# Tarefa 1
Segundo o texto sobre Raimundo Lázaro Ribeiro, em que cidade ele nasceu?
# Tarefa 2
No texto sobre Raimundo Lázaro Ribeiro, copie o trecho que se inicia com as palavras "Escrevia sobre o" e termina em "dizer e rimar.", mudando "vizinhos" para "colegas".
# Tarefa 3
De acordo com o texto sobre Raimundo Lázaro Ribeiro, sobre quais pessoas próximas a ele o poeta escrevia?

# Texto da página
------------------------------------

Muito além de carpinteiro, bilheteiro. Muito além disso, era um orgulho ser chamado de poeta. Raimundo Lázaro Ribeiro, nascido em 21 de setembro de 1924 em Campos Sales, no Ceará, que foi sua morada durante toda sua vida, escrevia suas rimas em qualquer pedaço de papel que tivesse espaço para alguns rabiscos. Muito conhecido em sua cidade, era teimoso, pois persistia em tudo que fazia, forte, foi guerreiro, venceu um câncer no auge dos seus 80 anos. Sabia que a vida nunca era fácil para ninguém, mas em meio às dificuldades tinha seus momentos de graça e adorava fazer rima.
Suas rimas eram sempre em formato de cordel, umas muito engraçadas, outras bem sérias e de cunho político, de tudo ele rimava, escrevia tudo o que via, principalmente se aquilo que ouvia lhe causasse estranhamento. Juntava tudo em pedaços de papéis e depois sentado e sossegado escrevia sem parar. De pouco estudo, mas conhecedor da vida e dos costumes, relatava tudo com perfeição, sabia a métrica da rima sem nunca ter estudado para isso.
Escrevia sobre o homem, a mulher, sobre as ruas, sobre seus vizinhos, filhos, netos e amigos, mas escrevia também sobre política e religião. Cantarolava, aqui e acolá umas canções que considerava ser canções de amor, e a missa não perdia um dia. Devoto do Divino do Pai Eterno, todo dia colocava água para benzer e curar o mal do corpo, como ele mesmo dizia, afinal foi o Divino quem lhe curou do câncer, e isso ele fazia questão de dizer e rimar.

------------------------------------

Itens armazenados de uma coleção
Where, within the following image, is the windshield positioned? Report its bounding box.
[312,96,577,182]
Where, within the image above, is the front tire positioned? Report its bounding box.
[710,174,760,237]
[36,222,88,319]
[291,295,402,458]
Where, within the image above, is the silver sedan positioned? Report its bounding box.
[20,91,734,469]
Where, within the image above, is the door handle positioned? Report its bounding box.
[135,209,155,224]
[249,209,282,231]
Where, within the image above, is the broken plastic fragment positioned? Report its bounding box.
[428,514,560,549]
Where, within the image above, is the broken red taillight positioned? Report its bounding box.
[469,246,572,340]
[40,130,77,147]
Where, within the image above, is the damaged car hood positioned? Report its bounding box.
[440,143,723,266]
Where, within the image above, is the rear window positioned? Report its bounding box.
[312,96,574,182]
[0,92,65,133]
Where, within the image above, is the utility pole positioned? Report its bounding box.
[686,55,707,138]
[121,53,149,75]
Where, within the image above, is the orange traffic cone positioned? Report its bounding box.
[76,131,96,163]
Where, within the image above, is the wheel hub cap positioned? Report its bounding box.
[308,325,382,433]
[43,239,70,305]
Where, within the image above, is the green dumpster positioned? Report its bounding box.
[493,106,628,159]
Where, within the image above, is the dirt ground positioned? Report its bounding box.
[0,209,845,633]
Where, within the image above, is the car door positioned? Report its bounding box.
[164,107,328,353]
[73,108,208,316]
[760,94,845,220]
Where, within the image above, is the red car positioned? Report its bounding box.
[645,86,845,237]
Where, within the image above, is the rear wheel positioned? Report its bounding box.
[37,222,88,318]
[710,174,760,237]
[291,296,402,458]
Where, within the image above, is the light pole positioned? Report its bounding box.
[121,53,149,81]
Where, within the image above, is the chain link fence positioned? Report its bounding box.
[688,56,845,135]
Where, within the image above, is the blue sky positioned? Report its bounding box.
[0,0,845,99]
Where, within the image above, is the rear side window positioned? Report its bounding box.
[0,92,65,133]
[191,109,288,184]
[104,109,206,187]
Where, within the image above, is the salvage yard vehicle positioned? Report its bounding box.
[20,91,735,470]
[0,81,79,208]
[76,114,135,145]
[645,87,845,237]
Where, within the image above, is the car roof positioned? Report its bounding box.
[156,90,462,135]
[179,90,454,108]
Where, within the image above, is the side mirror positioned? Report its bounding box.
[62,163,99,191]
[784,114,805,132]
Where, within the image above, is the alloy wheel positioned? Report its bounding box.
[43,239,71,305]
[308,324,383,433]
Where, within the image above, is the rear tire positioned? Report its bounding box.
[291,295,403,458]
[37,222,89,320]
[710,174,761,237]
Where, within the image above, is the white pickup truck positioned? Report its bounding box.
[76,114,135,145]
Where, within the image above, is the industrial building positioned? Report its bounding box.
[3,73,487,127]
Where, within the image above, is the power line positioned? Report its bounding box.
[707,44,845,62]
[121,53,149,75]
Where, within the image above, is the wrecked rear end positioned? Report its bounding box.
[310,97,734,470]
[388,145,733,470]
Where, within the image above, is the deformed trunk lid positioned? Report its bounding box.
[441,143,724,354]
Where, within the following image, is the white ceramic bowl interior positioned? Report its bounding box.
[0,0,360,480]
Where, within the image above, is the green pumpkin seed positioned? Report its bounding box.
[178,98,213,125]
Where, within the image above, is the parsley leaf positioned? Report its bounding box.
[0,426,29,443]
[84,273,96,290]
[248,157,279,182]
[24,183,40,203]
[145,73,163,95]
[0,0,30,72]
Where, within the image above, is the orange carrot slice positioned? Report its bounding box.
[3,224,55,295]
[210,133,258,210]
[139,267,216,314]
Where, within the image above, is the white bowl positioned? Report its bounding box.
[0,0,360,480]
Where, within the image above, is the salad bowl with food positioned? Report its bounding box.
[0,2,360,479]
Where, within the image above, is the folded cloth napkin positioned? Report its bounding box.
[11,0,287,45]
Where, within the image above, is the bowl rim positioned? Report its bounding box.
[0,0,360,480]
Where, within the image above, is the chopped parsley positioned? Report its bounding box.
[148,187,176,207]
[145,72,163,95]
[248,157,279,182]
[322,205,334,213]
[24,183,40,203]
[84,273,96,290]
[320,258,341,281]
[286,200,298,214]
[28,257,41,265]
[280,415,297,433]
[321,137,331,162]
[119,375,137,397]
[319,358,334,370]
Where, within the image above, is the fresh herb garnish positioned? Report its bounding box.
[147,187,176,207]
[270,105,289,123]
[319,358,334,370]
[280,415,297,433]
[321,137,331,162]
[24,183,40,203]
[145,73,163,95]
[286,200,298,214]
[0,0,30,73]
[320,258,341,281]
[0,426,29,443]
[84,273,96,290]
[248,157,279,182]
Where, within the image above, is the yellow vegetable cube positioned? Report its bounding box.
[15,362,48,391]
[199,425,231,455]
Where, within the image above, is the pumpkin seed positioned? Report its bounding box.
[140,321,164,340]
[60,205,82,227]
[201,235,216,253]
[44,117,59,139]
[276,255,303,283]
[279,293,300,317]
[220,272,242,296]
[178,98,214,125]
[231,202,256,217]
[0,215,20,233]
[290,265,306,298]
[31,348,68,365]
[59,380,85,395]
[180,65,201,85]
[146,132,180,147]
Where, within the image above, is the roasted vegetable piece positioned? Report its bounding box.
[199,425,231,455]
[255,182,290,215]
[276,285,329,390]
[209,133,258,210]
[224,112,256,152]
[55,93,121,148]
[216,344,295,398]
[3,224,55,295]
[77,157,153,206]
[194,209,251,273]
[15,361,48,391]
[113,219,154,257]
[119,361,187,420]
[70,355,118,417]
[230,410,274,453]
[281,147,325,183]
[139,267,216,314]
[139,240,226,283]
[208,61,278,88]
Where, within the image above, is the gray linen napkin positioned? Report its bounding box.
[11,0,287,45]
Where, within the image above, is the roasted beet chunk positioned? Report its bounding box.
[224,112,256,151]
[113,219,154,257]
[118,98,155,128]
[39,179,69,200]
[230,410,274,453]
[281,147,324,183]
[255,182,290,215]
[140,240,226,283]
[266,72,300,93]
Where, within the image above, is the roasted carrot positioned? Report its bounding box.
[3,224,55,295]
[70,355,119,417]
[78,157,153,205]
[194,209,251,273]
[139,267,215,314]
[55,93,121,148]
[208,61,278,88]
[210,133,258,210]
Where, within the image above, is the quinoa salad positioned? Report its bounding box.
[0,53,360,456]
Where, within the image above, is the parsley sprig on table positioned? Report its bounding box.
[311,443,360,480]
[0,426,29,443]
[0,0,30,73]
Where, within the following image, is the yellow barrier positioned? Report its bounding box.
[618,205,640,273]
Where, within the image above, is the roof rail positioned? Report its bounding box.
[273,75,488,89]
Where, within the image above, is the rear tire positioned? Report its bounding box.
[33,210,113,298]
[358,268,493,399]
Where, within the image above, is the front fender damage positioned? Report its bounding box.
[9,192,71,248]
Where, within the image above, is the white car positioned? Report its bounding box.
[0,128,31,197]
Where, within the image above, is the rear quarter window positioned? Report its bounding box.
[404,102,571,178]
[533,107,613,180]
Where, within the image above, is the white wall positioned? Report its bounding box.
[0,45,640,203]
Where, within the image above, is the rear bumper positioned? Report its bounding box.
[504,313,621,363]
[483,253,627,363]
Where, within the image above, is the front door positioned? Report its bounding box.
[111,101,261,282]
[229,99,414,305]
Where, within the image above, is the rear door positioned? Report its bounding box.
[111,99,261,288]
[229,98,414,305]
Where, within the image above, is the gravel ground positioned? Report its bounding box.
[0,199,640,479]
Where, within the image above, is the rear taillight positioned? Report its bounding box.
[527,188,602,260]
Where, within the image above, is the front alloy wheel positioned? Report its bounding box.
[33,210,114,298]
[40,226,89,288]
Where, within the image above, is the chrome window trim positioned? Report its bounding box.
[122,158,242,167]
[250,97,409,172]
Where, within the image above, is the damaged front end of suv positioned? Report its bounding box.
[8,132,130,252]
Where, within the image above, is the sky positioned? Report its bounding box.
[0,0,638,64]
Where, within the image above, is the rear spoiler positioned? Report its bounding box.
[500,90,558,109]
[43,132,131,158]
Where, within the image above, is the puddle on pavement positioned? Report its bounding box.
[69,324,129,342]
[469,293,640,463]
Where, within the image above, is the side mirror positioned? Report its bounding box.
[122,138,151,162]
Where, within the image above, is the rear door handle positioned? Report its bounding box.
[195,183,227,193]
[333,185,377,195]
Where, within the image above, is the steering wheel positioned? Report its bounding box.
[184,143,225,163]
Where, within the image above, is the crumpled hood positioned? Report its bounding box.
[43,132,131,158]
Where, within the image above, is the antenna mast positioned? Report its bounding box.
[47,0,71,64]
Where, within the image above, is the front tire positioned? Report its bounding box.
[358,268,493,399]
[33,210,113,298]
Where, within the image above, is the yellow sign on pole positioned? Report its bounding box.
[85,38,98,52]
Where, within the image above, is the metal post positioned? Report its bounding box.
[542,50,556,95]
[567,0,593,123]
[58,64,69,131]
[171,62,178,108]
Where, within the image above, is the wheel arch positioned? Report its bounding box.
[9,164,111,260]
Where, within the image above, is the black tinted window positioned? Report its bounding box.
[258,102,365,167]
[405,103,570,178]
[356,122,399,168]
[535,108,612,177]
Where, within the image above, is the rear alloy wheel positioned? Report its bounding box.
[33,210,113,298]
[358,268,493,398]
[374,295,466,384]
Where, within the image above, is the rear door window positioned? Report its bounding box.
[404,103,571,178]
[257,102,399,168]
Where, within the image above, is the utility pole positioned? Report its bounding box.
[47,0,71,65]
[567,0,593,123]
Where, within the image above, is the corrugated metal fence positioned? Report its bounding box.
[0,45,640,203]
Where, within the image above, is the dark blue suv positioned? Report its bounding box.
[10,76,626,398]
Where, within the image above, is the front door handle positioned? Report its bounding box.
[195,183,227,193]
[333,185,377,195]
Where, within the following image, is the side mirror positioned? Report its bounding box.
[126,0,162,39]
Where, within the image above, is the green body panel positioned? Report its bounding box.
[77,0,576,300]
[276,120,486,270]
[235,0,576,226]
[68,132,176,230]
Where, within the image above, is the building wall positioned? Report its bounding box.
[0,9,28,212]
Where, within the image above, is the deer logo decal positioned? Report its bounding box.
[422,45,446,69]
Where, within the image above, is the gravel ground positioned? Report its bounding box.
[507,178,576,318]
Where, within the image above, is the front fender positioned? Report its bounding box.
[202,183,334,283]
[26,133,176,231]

------------------------------------

# Resposta correta 1
Em Campos Sales, no Ceará.

# Resposta correta 2
Escrevia sobre o homem, a mulher, sobre as ruas, sobre seus colegas, filhos, netos e amigos, mas escrevia também sobre política e religião. Cantarolava, aqui e acolá umas canções que considerava ser canções de amor, e a missa não perdia um dia. Devoto do Divino do Pai Eterno, todo dia colocava água para benzer e curar o mal do corpo, como ele mesmo dizia, afinal foi o Divino quem lhe curou do câncer, e isso ele fazia questão de dizer e rimar.

# Resposta correta 3
Seus vizinhos, filhos, netos e amigos.